-- Page --

— BEGIN —

Seems reasonable to me. If you value your house at €300k and sell it for €500k, you should have to revise it.


----------



## monagt (13 Aug 2014)

> Seems reasonable to me. If you value your house at €300k and sell it for €500k, you should have to revise it.



The 200k extra could be due to factors outside the property such as wealthy buyer paying way over the odds (say 25-30%) to buy the house because of sentimental reasons (and I have witnessed such a purchase).

It does not make every house in estate/road more expensive because the next house went for the normal price in the neighbourhood.

So why should one house be an anomaly? 

Is the purchase price = value of the property? (Generally yes but not always)

Also, I sell my house at a premium because a specific buyer needed it (for whatever reasons), has my property tax been undervalued for the last 12/24 months???


----------



## Steven Barrett (13 Aug 2014)

Brendan Burgess said:


> Seems reasonable to me. If you value your house at €300k and sell it for €500k, you should have to revise it.



Except it goes against their own guidelines: From page 4 



> PROPERTY SOLD WITHIN A VALUATION PERIOD
> 2.1 Continuation of valuation until following valuation date
> The usual valuation rule is that the chargeable value that applies in relation to a valuation date continues to apply until the following valuation date. Thus, the chargeable value at 1 May 2013 covers the period up to 31 October 2016 and the chargeable value at 1 November 2016 covers the period up to 31 October 2019.



file:///C:/Users/Steven/Downloads/guidelines-sale-transfer.pdf

These guidelines were only published last month. It looks as if the Revenue are looking to take advantage of rising house prices.

If you live in an estate and every house is valued in May 2013 at €300,000 but without an official valuation. You then sell for €400,000 today, you get hit with the higher tax? Doesn't sound fair.  


Steven
www.bluewaterfp.ie


----------



## twelve (13 Aug 2014)

There was an official from the Revenue's LPT division on Morning Ireland, and the message I heard was that as long as the original valuation was sound and reasonable, it wouldn't generate an increased liability on the vendor if the new valuation (sale price) brought it into another band. 

Also, that any change of up to 15% wouldn't attract their attention.


----------



## Bronte (13 Aug 2014)

SBarrett said:


> These guidelines were only published last month. It looks as if the Revenue are looking to take advantage of rising house prices.


 
Looks to me like Revenue are making it up as they go along. As we discussed in this thread:

http://www.askaboutmoney.com/showthread.php?t=188371


----------



## T McGibney (13 Aug 2014)

Bronte said:


> Looks to me like Revenue are making it up as they go along. As we discussed in this thread:
> 
> http://www.askaboutmoney.com/showthread.php?t=188371



That wouldn't be a first. Time they were brought to heel.


----------



## Bronte (13 Aug 2014)

T McGibney said:


> That wouldn't be a first. Time they were brought to heel.


 
And what on earth does revenue mean by this:

_Revenue could not give figures for scenarios where the charge was corrected downwards or allowed to remain the same._

Does that mean nobody was allowed to keep their original valuation, even though it genuinely might have been correct.  This of course would apply in particularly in the rapidly rising Dublin market.


----------



## Sunny (13 Aug 2014)

I recently sold a house for 30% over the valuation. I was able show that I based the original valuation on a similar house sale in 2013 and Revenue accepted it without looking for the increased amount.

— END —

Pointing and labeling entries
— BEGIN —

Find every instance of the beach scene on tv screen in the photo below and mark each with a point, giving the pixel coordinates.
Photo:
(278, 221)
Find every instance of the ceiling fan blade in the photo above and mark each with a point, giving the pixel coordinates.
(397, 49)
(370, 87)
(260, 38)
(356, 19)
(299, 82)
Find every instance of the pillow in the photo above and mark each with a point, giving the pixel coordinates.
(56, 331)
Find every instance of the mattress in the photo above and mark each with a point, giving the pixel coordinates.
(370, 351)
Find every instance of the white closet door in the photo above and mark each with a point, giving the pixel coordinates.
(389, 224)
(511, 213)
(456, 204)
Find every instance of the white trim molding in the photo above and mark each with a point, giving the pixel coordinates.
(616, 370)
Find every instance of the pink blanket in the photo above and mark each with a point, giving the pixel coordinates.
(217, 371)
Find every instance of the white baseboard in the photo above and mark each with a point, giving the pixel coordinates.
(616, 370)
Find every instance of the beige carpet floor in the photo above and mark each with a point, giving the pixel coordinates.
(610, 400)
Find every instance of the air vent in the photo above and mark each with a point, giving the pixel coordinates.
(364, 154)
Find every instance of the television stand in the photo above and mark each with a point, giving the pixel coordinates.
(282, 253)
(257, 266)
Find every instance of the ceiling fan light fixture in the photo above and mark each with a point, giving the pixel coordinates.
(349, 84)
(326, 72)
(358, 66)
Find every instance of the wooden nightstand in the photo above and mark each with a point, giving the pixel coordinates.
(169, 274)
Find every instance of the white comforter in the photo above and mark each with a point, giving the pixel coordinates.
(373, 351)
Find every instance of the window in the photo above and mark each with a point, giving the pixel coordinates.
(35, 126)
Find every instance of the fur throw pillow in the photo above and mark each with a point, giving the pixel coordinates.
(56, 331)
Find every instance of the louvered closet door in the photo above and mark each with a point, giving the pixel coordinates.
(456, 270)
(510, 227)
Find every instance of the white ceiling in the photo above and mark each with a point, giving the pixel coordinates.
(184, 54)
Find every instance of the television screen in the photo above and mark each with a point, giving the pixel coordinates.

— END —

-- Stated goal --
Answer these from the property tax thread:
1. According to the quoted guidelines, what period does the chargeable value at 1 May 2013 cover?
2. Per the Revenue official on Morning Ireland, what size of change wouldn't attract Revenue's attention?
3. How far over the valuation did Sunny sell a house?

-- Complete answer --
1. The period up to 31 October 2016.
2. Any change of up to 15%.
3. 30% over the valuation.